[Stored dataset items]
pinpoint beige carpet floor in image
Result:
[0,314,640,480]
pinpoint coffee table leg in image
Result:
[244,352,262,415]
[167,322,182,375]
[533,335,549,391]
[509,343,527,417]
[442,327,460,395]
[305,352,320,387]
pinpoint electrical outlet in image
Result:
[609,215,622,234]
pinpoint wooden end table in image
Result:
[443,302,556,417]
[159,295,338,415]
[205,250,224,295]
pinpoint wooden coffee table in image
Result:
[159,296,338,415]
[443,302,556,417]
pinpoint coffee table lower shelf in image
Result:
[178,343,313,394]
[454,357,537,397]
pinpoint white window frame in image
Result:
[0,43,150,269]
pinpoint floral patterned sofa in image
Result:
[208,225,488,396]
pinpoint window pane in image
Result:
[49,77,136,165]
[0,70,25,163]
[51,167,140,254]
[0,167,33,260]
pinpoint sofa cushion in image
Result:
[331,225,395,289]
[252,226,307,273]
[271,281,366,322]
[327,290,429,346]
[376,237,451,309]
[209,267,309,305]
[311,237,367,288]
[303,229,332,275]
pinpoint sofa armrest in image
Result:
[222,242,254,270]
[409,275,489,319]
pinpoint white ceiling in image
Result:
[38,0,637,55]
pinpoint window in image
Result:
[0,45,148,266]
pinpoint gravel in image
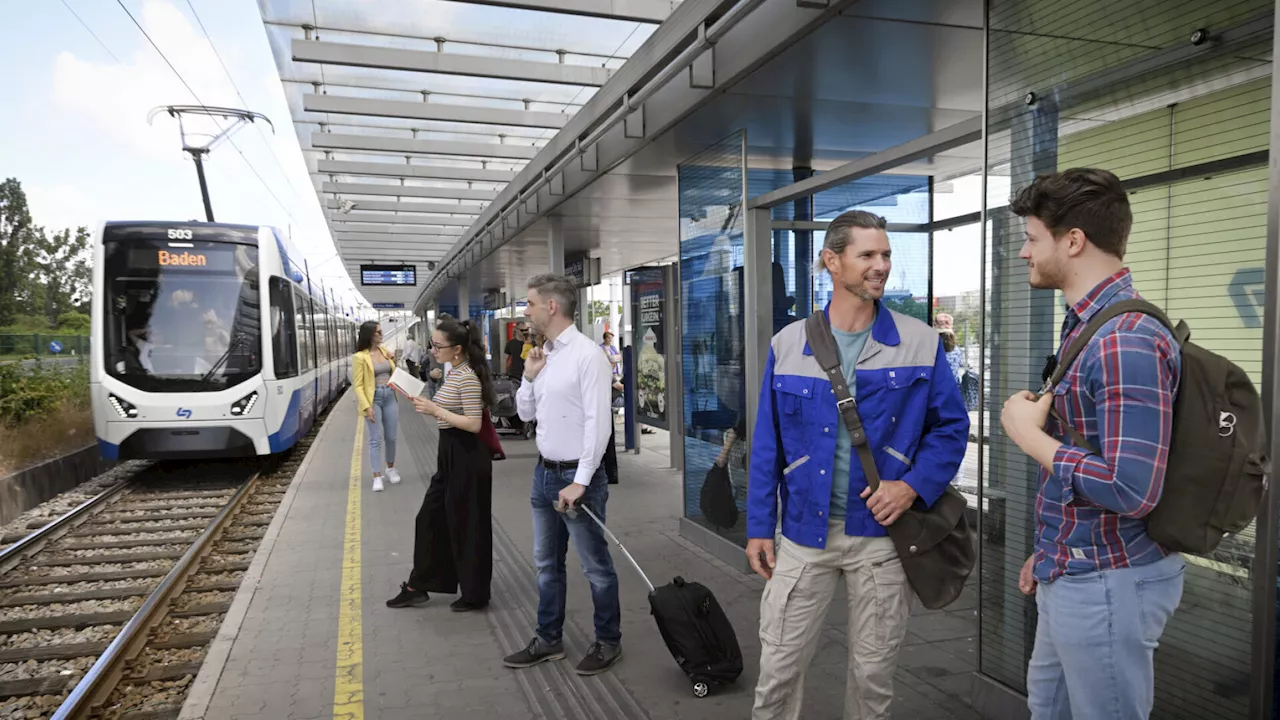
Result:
[4,597,142,620]
[14,560,173,579]
[0,694,67,720]
[173,591,236,612]
[0,578,151,598]
[102,676,195,720]
[74,530,200,542]
[0,656,96,680]
[0,460,151,536]
[0,625,123,650]
[40,536,191,562]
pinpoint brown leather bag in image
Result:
[805,313,978,610]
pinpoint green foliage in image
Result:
[0,360,88,428]
[58,310,90,334]
[0,178,92,326]
[881,297,929,323]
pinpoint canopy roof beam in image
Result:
[311,132,539,160]
[293,38,613,87]
[324,199,484,213]
[302,94,568,129]
[437,0,673,23]
[320,180,498,201]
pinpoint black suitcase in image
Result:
[580,505,742,697]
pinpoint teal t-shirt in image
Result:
[827,323,874,518]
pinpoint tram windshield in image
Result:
[101,224,262,392]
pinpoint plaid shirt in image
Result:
[1034,269,1181,583]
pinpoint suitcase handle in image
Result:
[556,502,654,592]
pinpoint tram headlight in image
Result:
[232,389,257,415]
[106,395,138,419]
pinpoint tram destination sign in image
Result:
[360,265,417,286]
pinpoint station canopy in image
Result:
[259,0,676,302]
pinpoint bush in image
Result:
[0,353,90,428]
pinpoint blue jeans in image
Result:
[1027,552,1187,720]
[365,386,399,474]
[531,462,622,646]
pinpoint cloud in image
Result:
[51,0,238,156]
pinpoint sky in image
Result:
[0,0,356,304]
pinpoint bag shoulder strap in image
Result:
[1043,299,1190,455]
[804,313,879,492]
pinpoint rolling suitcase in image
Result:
[571,505,742,697]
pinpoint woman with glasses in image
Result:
[352,320,399,492]
[387,319,494,612]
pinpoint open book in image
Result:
[388,368,426,400]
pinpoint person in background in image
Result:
[503,274,622,675]
[387,319,493,612]
[401,336,422,378]
[502,324,529,378]
[352,320,401,492]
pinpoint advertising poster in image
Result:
[630,268,668,430]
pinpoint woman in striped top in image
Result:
[387,318,493,612]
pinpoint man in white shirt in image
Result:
[503,275,622,675]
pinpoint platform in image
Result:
[182,393,979,720]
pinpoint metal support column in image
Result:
[547,215,564,275]
[1249,0,1280,719]
[458,273,471,320]
[742,208,773,447]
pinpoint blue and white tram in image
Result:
[90,215,357,460]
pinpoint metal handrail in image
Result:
[0,477,133,571]
[54,473,261,720]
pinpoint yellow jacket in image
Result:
[351,346,396,414]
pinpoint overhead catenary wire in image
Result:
[115,0,301,224]
[183,0,312,217]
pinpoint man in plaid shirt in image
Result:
[1001,168,1185,720]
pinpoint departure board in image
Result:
[360,265,417,286]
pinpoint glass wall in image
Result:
[677,132,748,546]
[979,0,1274,720]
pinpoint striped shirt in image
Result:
[1034,269,1181,583]
[431,363,484,430]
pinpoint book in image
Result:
[387,368,426,400]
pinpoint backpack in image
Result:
[1044,294,1268,555]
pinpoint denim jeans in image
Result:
[1027,552,1187,720]
[530,462,622,646]
[365,386,399,474]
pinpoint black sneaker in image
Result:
[502,635,564,667]
[387,583,429,607]
[577,642,622,675]
[449,597,489,612]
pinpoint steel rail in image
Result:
[54,473,262,720]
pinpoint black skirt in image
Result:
[410,428,493,603]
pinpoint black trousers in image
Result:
[604,416,618,486]
[408,428,493,603]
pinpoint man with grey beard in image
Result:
[746,210,969,720]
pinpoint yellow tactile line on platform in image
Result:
[333,415,365,720]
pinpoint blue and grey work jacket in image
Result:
[746,302,969,547]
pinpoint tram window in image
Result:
[269,277,298,379]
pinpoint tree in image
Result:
[0,178,92,329]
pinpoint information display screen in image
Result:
[360,265,417,286]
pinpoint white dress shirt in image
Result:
[516,325,613,486]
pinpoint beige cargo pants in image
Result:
[751,520,911,720]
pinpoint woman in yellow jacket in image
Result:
[352,320,399,492]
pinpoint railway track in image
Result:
[0,418,324,720]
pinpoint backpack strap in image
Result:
[1041,299,1192,455]
[804,313,879,492]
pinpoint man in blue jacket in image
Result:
[746,210,969,720]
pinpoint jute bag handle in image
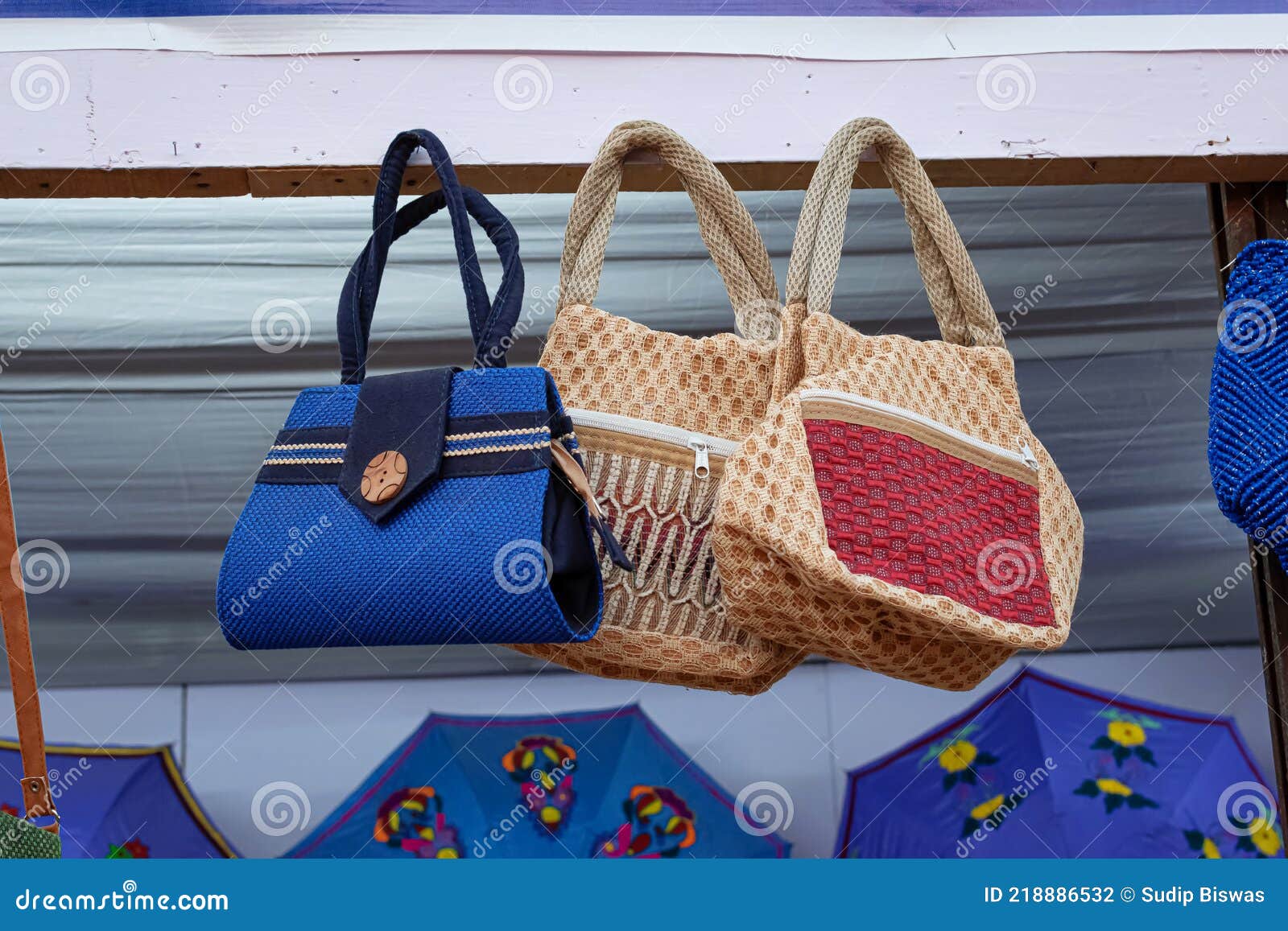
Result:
[559,120,778,341]
[787,117,1003,346]
[0,440,56,832]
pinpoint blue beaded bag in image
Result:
[1208,240,1288,566]
[217,130,630,649]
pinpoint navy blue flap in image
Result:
[340,369,453,523]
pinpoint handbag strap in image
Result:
[336,129,523,384]
[0,430,56,830]
[787,117,1003,346]
[559,120,778,341]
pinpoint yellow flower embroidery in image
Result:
[1248,818,1283,856]
[1109,721,1145,747]
[970,796,1002,822]
[939,740,979,772]
[1096,779,1131,797]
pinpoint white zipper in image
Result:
[565,407,738,479]
[800,388,1038,472]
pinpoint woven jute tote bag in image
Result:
[712,118,1082,690]
[515,121,803,694]
[0,430,62,860]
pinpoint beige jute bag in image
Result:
[515,121,803,694]
[713,118,1082,690]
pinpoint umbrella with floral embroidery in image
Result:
[0,740,236,860]
[836,669,1284,859]
[286,704,791,860]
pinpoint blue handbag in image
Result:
[1208,240,1288,566]
[217,130,630,649]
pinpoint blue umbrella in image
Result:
[836,669,1283,858]
[0,740,237,859]
[287,706,791,859]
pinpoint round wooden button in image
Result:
[362,449,407,505]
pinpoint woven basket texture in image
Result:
[0,813,63,860]
[515,121,803,694]
[712,120,1082,690]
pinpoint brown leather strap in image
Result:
[0,430,56,818]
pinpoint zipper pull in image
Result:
[689,436,711,479]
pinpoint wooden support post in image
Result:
[1208,182,1288,807]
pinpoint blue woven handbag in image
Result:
[1208,240,1288,566]
[217,130,629,649]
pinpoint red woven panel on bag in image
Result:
[805,420,1054,627]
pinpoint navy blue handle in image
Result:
[336,130,524,384]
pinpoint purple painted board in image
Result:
[836,669,1283,859]
[0,0,1284,18]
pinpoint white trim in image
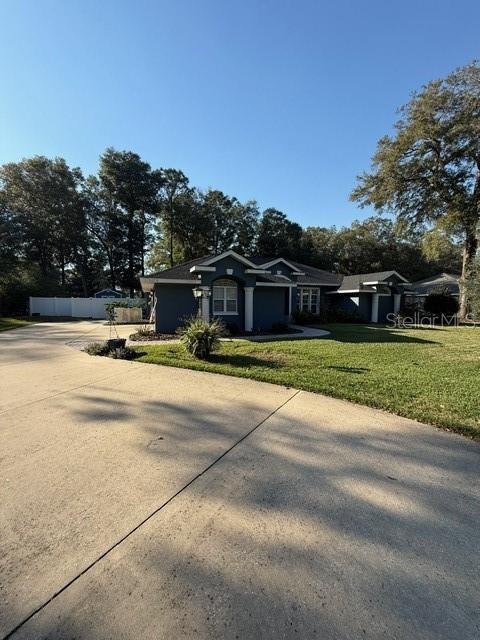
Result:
[256,282,297,287]
[298,287,321,314]
[139,276,200,292]
[243,287,255,331]
[212,278,238,316]
[370,293,378,323]
[393,293,402,313]
[203,250,258,269]
[362,271,408,284]
[190,264,217,273]
[245,269,271,275]
[259,258,299,271]
[140,278,200,284]
[298,282,338,293]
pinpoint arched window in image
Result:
[213,278,238,316]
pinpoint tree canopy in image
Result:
[352,62,480,316]
[0,149,461,313]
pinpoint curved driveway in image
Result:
[0,322,480,640]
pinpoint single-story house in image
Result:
[405,272,460,307]
[140,251,406,332]
[93,289,124,298]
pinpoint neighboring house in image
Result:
[140,251,406,332]
[330,271,407,322]
[405,273,460,306]
[93,289,123,298]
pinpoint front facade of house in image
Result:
[140,251,406,333]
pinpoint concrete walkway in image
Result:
[0,322,480,640]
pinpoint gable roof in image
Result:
[408,272,460,295]
[338,271,407,292]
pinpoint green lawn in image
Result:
[136,324,480,437]
[0,318,31,331]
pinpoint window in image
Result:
[213,279,238,316]
[298,287,320,313]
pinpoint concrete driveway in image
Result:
[0,322,480,640]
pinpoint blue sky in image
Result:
[0,0,480,226]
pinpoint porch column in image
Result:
[243,287,255,331]
[393,293,402,313]
[202,287,210,322]
[370,293,378,322]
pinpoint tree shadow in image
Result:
[327,364,371,373]
[4,386,479,640]
[318,324,442,344]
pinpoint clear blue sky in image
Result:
[0,0,480,230]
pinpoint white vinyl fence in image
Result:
[30,296,145,319]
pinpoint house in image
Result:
[329,271,407,322]
[405,272,460,307]
[140,251,406,333]
[93,289,124,298]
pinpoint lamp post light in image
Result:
[192,287,211,322]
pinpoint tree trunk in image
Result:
[170,199,173,267]
[459,221,478,322]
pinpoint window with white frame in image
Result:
[298,287,320,313]
[213,278,238,316]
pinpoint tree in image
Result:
[0,156,82,287]
[467,260,480,322]
[154,169,189,267]
[257,208,302,259]
[99,148,158,296]
[351,62,480,318]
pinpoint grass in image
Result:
[0,318,35,331]
[135,324,480,438]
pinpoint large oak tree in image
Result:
[351,62,480,317]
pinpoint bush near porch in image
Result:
[136,324,480,438]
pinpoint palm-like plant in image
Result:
[179,318,227,360]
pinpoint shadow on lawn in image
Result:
[318,324,441,344]
[327,364,371,373]
[203,353,282,369]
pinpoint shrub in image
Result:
[292,309,317,324]
[178,318,226,360]
[107,347,136,360]
[225,322,241,336]
[83,342,110,356]
[423,289,458,316]
[271,322,288,333]
[83,342,136,360]
[129,324,156,340]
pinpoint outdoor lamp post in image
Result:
[192,287,211,322]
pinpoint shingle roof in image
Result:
[338,271,404,291]
[408,273,460,295]
[145,255,214,280]
[288,260,343,286]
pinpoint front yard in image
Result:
[135,324,480,437]
[0,318,30,331]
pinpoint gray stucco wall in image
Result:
[329,293,372,322]
[155,284,198,333]
[253,287,288,331]
[378,295,393,324]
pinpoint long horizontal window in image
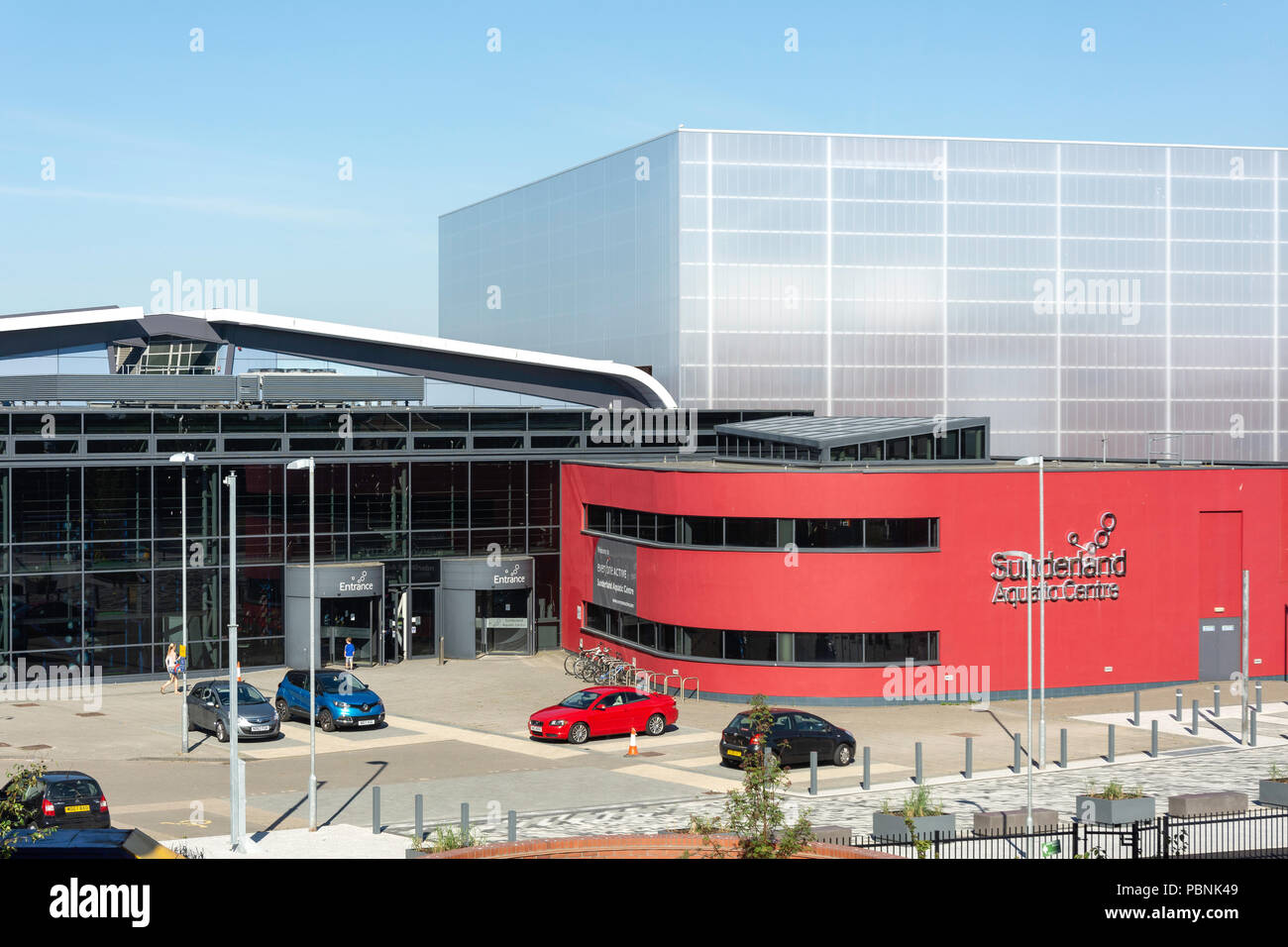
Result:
[587,504,939,550]
[585,601,939,665]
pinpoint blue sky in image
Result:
[0,0,1288,334]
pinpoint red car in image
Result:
[528,686,680,743]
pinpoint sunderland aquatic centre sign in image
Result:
[992,513,1127,608]
[591,540,635,614]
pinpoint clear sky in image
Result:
[0,0,1288,334]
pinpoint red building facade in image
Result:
[562,462,1288,703]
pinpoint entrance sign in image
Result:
[991,513,1127,608]
[591,539,636,614]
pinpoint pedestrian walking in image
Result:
[161,642,179,693]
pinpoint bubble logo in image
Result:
[1068,513,1118,556]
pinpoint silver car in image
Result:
[185,681,282,743]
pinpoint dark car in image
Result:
[187,681,280,743]
[0,770,112,828]
[720,707,855,767]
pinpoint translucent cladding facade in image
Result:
[438,134,679,390]
[442,129,1288,460]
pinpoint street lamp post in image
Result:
[286,458,318,832]
[224,473,242,852]
[1004,549,1033,857]
[1015,454,1046,770]
[170,454,197,754]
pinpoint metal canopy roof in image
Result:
[716,416,988,450]
[0,307,677,408]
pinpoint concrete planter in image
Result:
[1074,796,1154,826]
[872,811,957,839]
[1257,780,1288,805]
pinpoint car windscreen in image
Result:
[317,672,368,693]
[214,684,266,703]
[46,780,103,802]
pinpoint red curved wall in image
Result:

[EXERCISE DIRECTIONS] Lines from the one that contains "pinpoint front yard in image" through the last line of the data above are to be extracted exactly, with no pictures and no other lines.

[ANSWER TO THIS TASK]
pinpoint front yard in image
Result:
[135,324,480,437]
[0,318,30,331]
pinpoint gray stucco wall in image
Result:
[329,293,372,322]
[155,284,198,333]
[253,287,288,331]
[378,295,393,324]
pinpoint long horizontal window in image
Result:
[587,504,939,550]
[585,601,939,665]
pinpoint blue sky in image
Result:
[0,0,1288,334]
pinpoint red car in image
Result:
[528,686,680,743]
pinpoint sunderland aquatic centre sign in image
Result:
[992,513,1127,608]
[591,540,635,614]
pinpoint clear sky in image
Result:
[0,0,1288,334]
pinpoint red building facade in image
Result:
[562,462,1288,703]
pinpoint entrance sign in image
Result:
[991,513,1127,608]
[591,539,636,614]
pinpoint pedestrian walking in image
Result:
[161,642,179,693]
pinpoint bubble logo in image
Result:
[1068,513,1118,556]
pinpoint silver car in image
Result:
[185,681,282,743]
pinpoint dark car in image
Result:
[187,681,280,743]
[0,770,112,828]
[720,707,855,767]
pinpoint translucent cladding facade in image
Result:
[438,134,679,390]
[442,129,1288,460]
pinpoint street lamp post in image
Result:
[286,458,318,832]
[224,473,242,852]
[1004,549,1033,857]
[1015,454,1046,770]
[170,454,197,754]
pinpoint metal canopy roof in image
Result:
[716,416,988,450]
[0,307,677,408]
pinpoint concrete planter in image
Result:
[1074,796,1154,826]
[872,811,957,839]
[1257,780,1288,805]
pinpoint car windscreen in image
Result:
[317,672,368,693]
[214,684,266,703]
[46,780,103,802]
pinpoint red curved wall in image
Result:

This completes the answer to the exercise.